## Job
From the rows below, copy each line that contains the word "glass", matching its case exactly.

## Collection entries
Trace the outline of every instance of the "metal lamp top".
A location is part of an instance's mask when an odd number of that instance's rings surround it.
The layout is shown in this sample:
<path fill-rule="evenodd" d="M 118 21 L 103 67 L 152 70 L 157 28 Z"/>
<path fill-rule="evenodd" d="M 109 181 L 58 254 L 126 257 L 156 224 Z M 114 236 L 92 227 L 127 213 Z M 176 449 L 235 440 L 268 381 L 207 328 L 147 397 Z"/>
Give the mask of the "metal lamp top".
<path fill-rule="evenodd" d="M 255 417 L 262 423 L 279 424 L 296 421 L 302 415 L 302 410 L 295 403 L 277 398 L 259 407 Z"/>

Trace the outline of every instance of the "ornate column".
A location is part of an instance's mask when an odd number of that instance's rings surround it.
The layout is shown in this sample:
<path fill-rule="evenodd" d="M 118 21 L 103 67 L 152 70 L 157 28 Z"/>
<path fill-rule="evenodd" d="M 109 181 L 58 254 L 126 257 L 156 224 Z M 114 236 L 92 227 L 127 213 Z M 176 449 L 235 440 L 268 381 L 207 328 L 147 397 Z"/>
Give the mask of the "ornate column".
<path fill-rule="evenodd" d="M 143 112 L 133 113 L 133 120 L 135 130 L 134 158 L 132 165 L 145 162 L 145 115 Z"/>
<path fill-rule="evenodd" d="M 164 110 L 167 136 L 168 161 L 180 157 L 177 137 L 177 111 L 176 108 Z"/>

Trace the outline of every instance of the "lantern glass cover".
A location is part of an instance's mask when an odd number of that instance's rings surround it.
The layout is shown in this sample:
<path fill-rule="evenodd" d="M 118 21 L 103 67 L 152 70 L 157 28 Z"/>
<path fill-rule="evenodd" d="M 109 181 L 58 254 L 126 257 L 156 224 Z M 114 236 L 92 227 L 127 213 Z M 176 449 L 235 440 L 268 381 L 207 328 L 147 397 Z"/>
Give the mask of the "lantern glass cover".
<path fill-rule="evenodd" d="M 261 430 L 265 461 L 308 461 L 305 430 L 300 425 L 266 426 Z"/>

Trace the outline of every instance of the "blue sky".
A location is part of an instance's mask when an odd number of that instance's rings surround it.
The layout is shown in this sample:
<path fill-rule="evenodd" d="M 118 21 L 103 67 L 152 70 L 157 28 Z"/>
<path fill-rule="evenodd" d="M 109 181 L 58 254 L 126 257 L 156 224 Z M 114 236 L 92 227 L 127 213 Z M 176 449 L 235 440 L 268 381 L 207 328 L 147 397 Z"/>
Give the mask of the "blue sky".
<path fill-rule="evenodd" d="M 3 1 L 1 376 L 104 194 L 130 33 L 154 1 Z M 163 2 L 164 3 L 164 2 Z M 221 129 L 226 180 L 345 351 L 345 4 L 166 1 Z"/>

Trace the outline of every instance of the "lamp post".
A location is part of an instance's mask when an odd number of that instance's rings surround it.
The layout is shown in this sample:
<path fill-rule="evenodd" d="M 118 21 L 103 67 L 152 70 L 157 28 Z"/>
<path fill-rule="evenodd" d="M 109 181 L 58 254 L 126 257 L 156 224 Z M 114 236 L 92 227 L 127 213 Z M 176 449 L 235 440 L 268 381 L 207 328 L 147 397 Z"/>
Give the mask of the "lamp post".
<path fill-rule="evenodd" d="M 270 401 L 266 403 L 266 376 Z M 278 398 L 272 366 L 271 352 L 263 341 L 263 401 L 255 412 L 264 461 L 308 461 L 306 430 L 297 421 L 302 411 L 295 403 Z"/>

## Written response
Trace the outline of every instance of the "lantern glass cover".
Give the mask of the "lantern glass cover".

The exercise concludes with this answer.